▶ _Study material_:
^^^^^^^^

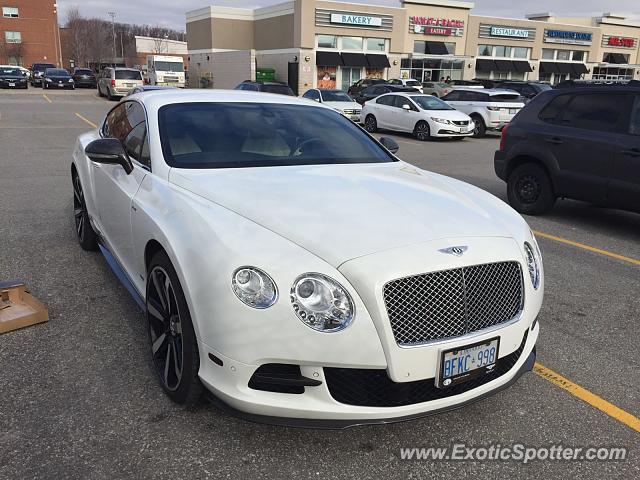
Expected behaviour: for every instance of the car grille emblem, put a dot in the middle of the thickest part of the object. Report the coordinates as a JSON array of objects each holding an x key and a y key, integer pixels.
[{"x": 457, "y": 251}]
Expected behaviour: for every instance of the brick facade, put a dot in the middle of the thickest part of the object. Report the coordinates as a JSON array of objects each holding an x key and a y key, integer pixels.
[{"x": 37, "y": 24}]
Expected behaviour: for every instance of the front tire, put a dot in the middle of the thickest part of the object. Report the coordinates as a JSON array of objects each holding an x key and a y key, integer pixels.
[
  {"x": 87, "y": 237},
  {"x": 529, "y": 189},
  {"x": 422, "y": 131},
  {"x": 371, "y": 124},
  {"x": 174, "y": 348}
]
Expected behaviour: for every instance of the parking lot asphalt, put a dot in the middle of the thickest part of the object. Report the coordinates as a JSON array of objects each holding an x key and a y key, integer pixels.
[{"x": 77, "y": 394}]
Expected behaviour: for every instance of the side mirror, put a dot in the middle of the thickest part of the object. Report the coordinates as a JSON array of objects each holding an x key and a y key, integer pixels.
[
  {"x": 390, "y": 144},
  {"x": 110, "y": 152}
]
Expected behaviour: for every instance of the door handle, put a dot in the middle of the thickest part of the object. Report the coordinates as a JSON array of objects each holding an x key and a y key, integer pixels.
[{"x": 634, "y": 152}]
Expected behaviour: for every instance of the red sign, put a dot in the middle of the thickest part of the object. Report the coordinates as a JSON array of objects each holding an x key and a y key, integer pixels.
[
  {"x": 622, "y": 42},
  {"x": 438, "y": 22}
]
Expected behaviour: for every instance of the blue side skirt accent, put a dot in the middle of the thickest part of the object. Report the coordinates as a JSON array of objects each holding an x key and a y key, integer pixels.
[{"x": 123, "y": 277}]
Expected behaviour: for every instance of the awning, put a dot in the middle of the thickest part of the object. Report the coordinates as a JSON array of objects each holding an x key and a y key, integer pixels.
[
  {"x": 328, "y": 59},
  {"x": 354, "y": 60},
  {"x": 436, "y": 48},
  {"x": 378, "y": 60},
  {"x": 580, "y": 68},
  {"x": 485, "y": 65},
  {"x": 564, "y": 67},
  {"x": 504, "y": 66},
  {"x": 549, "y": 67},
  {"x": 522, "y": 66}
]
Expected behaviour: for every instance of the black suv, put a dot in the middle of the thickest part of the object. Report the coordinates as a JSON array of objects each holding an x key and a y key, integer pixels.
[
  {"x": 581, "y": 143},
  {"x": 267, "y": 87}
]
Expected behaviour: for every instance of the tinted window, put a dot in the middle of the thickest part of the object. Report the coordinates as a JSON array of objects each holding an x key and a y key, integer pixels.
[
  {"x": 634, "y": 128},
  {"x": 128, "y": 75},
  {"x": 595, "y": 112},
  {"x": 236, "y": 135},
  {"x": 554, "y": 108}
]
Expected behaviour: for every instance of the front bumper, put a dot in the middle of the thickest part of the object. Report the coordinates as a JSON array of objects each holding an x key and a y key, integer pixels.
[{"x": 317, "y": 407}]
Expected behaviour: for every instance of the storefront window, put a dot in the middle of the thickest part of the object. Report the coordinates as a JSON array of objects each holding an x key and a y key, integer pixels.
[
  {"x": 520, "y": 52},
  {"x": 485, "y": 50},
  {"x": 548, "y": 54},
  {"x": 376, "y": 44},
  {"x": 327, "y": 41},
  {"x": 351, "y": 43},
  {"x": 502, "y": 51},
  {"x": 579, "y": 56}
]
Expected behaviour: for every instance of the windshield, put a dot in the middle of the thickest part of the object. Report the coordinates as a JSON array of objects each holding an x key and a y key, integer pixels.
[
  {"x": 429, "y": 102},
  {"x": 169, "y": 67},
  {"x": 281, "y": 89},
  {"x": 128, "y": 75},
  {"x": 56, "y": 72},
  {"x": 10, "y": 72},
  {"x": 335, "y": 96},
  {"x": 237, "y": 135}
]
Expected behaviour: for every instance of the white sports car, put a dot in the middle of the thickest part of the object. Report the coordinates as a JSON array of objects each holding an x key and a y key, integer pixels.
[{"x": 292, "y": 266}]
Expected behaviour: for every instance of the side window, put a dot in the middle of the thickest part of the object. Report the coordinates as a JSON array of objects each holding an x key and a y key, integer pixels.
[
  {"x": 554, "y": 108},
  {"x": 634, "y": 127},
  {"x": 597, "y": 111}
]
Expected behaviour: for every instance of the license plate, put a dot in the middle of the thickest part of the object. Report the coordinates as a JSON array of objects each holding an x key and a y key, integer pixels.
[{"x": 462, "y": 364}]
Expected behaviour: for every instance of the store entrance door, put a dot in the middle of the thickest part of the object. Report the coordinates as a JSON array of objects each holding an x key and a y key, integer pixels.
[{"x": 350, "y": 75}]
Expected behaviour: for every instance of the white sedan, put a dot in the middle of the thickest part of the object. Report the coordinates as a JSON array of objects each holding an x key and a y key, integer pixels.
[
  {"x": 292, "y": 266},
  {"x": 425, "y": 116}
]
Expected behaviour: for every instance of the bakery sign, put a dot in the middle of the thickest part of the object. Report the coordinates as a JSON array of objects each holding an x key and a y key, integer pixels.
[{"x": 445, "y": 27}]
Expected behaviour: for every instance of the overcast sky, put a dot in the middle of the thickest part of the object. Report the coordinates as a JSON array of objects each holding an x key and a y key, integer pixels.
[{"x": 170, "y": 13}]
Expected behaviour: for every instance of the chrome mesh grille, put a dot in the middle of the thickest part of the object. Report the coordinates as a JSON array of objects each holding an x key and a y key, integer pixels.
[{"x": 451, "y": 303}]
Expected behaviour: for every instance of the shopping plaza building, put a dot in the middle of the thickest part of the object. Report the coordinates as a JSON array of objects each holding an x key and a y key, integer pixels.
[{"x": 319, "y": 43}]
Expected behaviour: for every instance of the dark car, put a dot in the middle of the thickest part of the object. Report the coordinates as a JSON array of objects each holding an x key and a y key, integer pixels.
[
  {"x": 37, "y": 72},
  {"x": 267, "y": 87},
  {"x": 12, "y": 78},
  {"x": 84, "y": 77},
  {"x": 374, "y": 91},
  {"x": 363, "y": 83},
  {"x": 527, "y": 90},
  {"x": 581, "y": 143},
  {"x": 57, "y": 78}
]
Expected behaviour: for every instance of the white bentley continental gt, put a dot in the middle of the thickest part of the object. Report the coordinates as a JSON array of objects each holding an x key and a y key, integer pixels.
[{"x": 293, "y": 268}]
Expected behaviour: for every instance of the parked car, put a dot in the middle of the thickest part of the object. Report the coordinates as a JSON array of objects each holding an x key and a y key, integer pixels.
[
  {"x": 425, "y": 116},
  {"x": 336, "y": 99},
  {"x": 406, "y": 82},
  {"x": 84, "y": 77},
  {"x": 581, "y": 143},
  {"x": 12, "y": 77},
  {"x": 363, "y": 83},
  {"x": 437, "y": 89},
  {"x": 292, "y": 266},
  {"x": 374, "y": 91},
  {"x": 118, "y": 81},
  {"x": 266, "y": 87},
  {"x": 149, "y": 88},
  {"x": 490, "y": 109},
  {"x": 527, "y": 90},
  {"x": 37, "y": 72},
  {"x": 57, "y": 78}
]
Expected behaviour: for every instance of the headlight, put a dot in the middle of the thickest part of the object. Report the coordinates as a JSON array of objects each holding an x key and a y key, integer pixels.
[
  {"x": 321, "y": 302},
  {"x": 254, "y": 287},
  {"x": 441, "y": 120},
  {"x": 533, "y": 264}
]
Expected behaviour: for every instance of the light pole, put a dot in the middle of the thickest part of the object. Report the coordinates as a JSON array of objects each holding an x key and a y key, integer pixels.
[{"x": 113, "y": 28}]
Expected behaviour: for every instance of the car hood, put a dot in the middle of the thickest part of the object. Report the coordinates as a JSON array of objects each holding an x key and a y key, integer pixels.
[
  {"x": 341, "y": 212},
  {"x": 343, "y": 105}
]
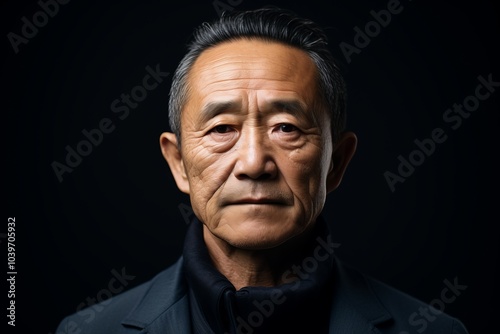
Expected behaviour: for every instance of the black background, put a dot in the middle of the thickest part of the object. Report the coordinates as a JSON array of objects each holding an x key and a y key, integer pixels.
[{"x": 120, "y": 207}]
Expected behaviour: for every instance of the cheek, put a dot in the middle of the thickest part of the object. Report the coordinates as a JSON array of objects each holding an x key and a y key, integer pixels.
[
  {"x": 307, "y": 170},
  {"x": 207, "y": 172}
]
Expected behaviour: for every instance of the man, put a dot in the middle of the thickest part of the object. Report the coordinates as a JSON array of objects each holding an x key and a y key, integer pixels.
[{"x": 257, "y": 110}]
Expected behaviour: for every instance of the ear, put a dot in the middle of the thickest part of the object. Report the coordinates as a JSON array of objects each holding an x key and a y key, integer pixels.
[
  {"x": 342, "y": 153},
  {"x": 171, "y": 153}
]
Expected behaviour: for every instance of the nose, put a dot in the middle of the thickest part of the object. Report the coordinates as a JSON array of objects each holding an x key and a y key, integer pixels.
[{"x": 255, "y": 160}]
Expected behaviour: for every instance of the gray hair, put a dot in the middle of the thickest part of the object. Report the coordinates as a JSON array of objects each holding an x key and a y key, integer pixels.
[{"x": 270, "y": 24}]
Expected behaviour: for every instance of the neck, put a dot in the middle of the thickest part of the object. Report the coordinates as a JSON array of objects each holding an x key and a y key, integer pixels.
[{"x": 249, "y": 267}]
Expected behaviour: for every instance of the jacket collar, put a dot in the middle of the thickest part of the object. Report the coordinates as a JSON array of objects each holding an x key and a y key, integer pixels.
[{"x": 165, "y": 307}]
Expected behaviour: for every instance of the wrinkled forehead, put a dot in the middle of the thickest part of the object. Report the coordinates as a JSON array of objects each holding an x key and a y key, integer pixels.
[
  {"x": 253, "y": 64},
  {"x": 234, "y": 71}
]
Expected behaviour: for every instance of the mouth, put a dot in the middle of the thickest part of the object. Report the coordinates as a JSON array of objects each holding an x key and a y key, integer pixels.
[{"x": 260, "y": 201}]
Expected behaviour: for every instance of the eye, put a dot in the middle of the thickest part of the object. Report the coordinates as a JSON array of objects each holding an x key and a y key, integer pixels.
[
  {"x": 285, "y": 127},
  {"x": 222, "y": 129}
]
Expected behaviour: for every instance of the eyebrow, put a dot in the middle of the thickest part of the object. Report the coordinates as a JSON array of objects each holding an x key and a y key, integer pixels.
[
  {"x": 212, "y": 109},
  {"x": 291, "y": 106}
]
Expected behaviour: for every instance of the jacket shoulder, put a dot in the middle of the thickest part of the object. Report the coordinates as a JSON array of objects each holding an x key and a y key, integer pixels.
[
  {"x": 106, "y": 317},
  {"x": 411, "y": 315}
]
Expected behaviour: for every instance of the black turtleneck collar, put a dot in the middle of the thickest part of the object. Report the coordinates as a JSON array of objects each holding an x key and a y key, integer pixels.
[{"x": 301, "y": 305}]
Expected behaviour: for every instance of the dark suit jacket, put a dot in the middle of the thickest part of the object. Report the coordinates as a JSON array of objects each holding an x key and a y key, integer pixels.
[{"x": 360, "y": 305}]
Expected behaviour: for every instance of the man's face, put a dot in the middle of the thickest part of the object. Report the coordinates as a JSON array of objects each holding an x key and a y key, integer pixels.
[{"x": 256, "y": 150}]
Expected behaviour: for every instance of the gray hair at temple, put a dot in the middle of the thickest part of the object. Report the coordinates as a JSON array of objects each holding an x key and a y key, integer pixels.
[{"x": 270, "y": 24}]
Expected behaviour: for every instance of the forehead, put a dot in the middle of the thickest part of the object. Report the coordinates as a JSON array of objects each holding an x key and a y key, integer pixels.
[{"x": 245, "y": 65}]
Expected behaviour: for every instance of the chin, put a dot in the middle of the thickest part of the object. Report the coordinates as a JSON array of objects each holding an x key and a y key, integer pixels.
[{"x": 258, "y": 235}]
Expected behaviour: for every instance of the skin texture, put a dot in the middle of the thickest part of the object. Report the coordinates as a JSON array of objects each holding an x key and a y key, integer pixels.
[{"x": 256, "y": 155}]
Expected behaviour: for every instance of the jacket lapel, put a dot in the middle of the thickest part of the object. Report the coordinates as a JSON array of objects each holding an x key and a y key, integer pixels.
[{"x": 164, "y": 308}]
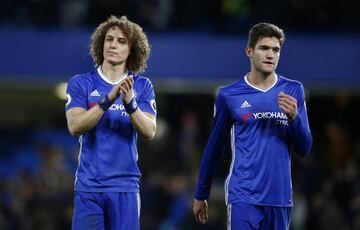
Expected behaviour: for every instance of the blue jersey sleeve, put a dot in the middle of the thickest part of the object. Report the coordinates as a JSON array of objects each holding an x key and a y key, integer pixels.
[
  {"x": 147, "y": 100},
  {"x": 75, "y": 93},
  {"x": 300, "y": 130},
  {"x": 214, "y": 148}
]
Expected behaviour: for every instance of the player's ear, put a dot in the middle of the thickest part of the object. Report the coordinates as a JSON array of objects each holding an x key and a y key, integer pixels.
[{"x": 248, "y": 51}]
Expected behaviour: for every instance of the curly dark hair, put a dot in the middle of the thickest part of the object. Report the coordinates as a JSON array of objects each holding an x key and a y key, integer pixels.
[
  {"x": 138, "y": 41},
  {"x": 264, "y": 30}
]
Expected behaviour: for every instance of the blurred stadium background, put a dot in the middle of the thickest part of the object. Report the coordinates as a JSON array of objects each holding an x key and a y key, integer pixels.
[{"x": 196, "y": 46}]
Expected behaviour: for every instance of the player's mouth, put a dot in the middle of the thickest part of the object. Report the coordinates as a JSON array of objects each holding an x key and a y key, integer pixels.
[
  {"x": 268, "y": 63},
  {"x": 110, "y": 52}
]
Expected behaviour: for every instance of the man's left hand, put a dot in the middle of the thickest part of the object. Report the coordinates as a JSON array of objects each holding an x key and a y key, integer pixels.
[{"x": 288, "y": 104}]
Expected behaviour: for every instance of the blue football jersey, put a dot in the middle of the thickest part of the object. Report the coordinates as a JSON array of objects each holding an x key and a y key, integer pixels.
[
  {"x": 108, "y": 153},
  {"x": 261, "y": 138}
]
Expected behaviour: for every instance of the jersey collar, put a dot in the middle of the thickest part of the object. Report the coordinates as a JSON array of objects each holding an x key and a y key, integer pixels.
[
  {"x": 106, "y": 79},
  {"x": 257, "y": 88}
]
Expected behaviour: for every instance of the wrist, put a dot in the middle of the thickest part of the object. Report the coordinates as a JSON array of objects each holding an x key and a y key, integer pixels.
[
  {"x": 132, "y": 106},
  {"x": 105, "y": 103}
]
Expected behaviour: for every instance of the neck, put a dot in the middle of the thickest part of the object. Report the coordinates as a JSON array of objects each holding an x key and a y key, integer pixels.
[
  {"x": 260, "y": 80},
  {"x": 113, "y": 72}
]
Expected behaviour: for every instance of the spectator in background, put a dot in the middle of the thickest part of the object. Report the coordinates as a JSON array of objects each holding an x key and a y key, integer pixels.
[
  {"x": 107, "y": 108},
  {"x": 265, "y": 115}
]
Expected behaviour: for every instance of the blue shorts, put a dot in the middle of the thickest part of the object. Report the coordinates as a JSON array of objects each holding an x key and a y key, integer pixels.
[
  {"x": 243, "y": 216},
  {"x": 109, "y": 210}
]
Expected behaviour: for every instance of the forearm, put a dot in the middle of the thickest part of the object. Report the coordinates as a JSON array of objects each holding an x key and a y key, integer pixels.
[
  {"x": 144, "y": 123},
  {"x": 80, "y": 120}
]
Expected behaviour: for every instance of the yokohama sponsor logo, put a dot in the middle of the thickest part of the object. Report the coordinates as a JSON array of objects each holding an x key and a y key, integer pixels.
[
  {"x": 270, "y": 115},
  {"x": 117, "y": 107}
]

^^^^^^^^

▶ _About this exercise_:
Lines from the one with "Expected behaviour: for every instance of the spectator" through the final line of the listing above should be duplicated word for word, and nothing else included.

▶ _Result of this exercise_:
Expected behaviour: for every instance of the spectator in background, put a dot in the middle of the thickest part of the object. Report the coordinates as a JSON array of objects each holding an x key and a y key, integer pixels.
[
  {"x": 107, "y": 108},
  {"x": 265, "y": 115}
]
Expected behaviour: for every instance of the blue shorts, put a dot in the middle of the thickest part of the object. Report the coordinates as a JSON array of objects each holding an x key and a y key, integer pixels.
[
  {"x": 243, "y": 216},
  {"x": 109, "y": 210}
]
Expected behaviour: for every instance of the forearm, put a dot in the middle of the thickest part of the object. Report the coordinates as a JSON array of objects each holding an x key and a y key, integer pixels.
[
  {"x": 144, "y": 123},
  {"x": 80, "y": 120}
]
Expected behaviour: for every instance of the yokohama sponsor logo, put a dot in the middle of the thickest part of the object. Report the coordinates as a JSON array of objects each holding an x key and a y key, integer pixels.
[
  {"x": 270, "y": 115},
  {"x": 117, "y": 107}
]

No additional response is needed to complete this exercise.